■ What you are asked to do ■
Down to the last line, reproduce the data that follows, but skip the pictures.

Records shown: Begin

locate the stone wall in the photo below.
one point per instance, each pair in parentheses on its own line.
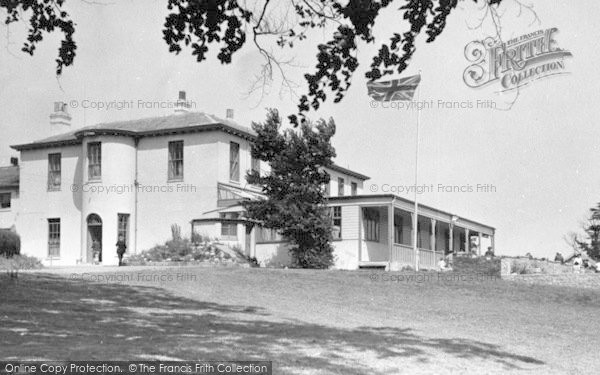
(578,280)
(533,266)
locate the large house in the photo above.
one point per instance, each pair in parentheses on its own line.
(138,178)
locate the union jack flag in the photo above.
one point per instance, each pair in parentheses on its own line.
(402,89)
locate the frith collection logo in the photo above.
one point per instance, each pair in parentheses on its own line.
(515,63)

Records shown: End

■ Your response ■
locate the stone wall in the photo below.
one point per instance, each pair in parentheses on its own line.
(578,280)
(533,266)
locate the large house in the photo above.
one point per instance, each pair in parentheses on its own line.
(138,178)
locate the union jack flag in the photo above.
one point per instance, each pair in parentheses on its own line.
(402,89)
locate the frith collection logo in the photo above.
one point per instance, each pair in parentheses on its own line.
(515,63)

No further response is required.